» Short problem: Recast every line of the entries below as a numbered list, leaving out any blank lines.

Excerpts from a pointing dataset

------------------------------------------------------------------------

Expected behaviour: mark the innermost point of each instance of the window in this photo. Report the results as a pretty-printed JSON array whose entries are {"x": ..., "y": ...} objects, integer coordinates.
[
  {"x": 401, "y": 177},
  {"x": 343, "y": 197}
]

------------------------------------------------------------------------

» Task answer:
1. Expected behaviour: mark the innermost point of each instance of the window in this photo. Report the results as a pretty-printed JSON array whose entries are {"x": ..., "y": ...} objects, integer coordinates.
2. [
3.   {"x": 401, "y": 177},
4.   {"x": 343, "y": 197}
5. ]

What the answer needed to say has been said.